→ **INSTRUCTIONS FOR THE TASK**:
Which lines in the records below contain the word "black"? Pull out each of them, treating case as significant.

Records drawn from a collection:
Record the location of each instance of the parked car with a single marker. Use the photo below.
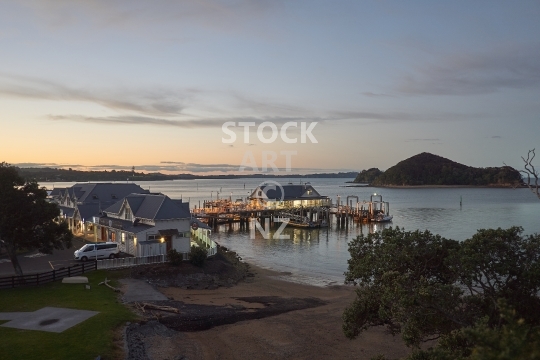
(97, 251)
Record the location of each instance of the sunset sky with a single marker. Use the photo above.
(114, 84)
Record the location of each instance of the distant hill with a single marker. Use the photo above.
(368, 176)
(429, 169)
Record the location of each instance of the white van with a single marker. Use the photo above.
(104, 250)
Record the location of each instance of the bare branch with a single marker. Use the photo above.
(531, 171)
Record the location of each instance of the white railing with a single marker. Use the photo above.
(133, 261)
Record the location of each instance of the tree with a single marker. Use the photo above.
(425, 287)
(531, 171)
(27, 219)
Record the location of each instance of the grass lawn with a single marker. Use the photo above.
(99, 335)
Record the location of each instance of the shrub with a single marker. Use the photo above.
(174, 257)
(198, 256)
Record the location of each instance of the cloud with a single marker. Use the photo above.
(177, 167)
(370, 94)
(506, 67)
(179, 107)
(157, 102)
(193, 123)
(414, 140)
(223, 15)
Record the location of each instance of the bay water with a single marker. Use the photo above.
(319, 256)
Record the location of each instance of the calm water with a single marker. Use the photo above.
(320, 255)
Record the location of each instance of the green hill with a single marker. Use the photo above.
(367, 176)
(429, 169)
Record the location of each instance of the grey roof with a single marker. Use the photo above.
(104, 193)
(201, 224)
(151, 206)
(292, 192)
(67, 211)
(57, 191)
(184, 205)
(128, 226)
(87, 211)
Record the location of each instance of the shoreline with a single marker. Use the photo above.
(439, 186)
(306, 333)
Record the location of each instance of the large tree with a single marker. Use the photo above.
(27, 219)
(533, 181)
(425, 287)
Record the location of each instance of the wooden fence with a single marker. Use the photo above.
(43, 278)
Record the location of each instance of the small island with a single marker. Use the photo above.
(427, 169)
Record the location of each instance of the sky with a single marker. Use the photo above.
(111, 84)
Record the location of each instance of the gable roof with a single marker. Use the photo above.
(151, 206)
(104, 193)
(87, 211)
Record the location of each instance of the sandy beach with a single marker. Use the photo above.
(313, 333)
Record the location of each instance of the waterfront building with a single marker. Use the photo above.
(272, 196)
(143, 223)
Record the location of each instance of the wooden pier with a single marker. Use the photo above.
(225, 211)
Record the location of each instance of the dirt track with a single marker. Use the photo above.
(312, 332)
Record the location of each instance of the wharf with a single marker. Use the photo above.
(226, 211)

---

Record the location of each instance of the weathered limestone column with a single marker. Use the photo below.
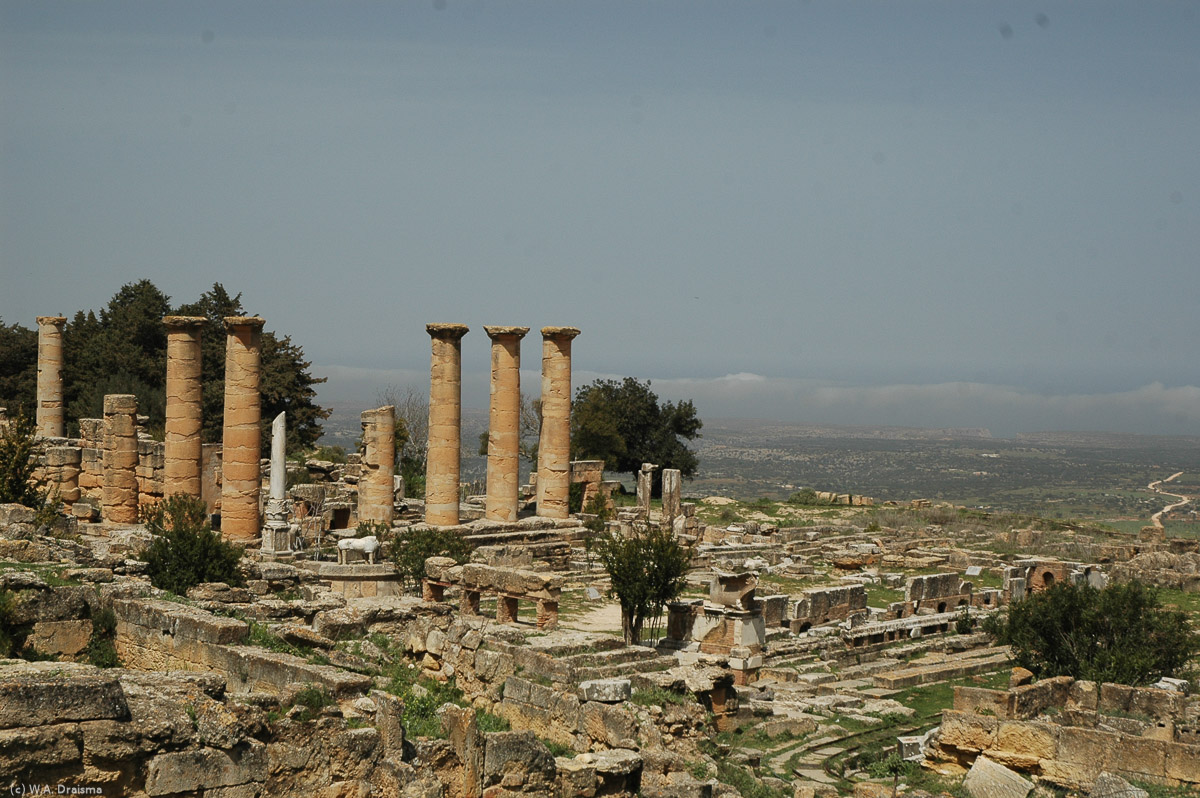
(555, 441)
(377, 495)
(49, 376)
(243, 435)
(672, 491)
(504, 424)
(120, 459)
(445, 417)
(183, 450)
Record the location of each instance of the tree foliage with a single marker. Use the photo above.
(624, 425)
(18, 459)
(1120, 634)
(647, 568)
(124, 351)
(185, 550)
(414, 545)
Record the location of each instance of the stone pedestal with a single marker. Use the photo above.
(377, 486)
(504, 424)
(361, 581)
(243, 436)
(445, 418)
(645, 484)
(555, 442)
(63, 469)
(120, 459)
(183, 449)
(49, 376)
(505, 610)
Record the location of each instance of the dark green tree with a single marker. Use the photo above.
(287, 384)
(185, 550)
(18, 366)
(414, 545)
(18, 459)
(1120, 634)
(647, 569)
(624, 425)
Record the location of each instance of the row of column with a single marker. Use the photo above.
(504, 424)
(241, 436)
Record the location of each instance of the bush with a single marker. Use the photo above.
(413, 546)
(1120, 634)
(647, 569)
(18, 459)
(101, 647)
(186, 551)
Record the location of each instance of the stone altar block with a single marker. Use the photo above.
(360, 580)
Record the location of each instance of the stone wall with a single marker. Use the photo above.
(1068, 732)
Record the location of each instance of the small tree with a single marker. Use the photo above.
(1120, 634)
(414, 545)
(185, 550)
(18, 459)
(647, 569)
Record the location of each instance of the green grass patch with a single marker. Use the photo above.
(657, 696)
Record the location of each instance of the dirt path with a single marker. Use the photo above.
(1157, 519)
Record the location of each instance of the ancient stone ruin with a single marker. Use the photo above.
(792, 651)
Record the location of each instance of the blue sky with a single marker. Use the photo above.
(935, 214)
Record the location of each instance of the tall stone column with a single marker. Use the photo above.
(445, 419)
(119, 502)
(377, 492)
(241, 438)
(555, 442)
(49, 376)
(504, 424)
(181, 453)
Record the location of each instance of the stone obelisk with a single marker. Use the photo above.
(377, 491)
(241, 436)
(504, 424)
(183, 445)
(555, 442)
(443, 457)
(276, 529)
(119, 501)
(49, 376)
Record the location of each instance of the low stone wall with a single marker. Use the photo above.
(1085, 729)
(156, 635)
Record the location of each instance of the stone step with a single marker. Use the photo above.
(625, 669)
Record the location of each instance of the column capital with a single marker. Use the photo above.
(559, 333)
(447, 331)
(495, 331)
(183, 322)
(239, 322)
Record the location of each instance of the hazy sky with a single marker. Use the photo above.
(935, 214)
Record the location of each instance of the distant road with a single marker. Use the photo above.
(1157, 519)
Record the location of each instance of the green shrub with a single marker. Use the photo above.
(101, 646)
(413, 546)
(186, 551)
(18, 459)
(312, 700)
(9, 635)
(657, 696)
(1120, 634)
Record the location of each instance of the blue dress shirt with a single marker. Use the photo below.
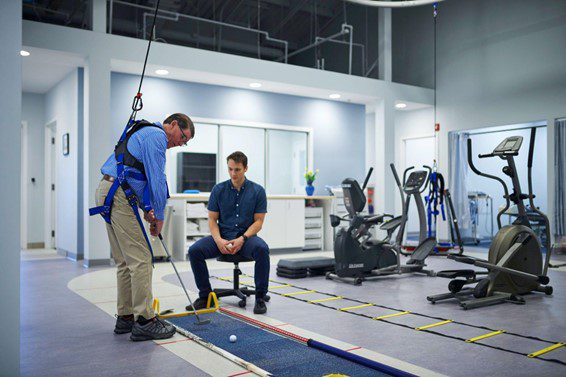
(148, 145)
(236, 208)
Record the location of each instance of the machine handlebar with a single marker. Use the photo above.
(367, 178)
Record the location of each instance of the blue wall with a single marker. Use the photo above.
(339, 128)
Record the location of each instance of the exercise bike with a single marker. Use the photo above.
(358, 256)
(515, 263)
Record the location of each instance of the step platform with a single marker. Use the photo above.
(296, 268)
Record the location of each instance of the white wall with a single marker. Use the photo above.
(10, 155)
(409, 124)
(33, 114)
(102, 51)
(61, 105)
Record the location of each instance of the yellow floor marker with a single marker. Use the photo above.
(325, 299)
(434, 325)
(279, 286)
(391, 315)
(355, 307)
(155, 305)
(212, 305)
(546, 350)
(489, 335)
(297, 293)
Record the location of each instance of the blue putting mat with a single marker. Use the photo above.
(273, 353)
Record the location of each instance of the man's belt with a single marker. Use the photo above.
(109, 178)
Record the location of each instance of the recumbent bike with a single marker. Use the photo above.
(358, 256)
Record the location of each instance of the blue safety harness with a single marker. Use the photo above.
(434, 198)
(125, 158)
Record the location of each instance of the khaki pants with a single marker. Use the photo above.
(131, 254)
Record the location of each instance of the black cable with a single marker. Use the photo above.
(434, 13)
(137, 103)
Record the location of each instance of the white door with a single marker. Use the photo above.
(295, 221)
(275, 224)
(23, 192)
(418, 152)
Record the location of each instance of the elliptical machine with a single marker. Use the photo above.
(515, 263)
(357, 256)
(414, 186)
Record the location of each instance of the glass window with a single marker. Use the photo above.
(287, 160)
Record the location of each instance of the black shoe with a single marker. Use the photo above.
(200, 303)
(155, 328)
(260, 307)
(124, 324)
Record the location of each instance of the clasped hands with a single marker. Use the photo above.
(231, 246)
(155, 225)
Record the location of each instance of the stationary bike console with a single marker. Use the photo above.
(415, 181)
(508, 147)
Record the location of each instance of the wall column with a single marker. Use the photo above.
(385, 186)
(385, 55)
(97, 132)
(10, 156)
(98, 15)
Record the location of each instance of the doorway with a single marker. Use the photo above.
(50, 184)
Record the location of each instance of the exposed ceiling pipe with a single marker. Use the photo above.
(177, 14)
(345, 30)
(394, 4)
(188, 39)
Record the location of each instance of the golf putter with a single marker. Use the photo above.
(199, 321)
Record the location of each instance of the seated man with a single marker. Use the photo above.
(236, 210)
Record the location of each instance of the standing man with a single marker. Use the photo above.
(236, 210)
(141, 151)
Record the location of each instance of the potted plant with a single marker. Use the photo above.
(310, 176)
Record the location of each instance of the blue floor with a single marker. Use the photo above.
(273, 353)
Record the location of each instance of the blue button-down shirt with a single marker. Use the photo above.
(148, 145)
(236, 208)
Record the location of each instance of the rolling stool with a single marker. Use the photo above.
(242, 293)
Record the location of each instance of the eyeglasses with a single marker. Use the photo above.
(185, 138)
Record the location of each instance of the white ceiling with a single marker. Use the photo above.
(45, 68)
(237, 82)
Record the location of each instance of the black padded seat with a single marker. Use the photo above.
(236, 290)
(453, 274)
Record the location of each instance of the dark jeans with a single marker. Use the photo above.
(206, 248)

→ **SOLUTION**:
Record the location of each instance of the black cable with a single marker. Use the photo above.
Record the location of each instance of the black shoe with a single marker. Use the photo above.
Record the location of each instance of the black padded seat with a single marker. Use the photo above.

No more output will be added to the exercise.